RECORDS FOR THE EXERCISE:
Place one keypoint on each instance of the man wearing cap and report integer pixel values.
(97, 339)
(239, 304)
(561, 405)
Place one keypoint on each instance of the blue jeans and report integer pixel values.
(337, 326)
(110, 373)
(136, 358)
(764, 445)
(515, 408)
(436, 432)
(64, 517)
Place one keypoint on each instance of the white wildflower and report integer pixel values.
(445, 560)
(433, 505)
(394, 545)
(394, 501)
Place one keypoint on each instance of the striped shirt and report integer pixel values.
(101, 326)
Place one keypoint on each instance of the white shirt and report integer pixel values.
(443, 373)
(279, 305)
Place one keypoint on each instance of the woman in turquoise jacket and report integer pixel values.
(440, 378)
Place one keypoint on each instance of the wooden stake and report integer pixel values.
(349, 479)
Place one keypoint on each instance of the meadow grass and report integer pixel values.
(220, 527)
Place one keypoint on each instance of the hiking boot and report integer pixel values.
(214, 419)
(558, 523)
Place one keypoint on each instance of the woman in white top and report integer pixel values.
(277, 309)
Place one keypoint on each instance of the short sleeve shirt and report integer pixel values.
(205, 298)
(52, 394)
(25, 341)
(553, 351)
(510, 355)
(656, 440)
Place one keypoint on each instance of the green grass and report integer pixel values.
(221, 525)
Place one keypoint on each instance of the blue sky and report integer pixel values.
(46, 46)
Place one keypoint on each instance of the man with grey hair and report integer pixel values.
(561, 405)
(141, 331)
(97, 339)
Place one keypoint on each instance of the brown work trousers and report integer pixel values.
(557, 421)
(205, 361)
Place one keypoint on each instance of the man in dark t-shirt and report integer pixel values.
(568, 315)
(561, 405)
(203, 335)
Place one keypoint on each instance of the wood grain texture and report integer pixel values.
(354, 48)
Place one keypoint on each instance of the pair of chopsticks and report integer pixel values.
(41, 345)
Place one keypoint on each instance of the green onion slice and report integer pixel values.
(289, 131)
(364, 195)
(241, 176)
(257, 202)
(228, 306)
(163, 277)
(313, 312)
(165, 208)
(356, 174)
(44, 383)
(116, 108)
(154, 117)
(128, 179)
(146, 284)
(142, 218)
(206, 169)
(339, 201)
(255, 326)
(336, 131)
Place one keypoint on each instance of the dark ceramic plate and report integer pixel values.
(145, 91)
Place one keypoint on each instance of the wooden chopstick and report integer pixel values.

REQUIREMENT: Please reproduce the rows above without any change, starting with the line that contains "Place one keypoint on each instance of the dark" and going on through the final line of the rows.

OUTPUT FOR THIS EXERCISE:
Place one keypoint on each instance of the dark ceramic plate and report integer pixel values.
(145, 91)
Place one keypoint on each instance of the wooden chopstick and report integer pixel values.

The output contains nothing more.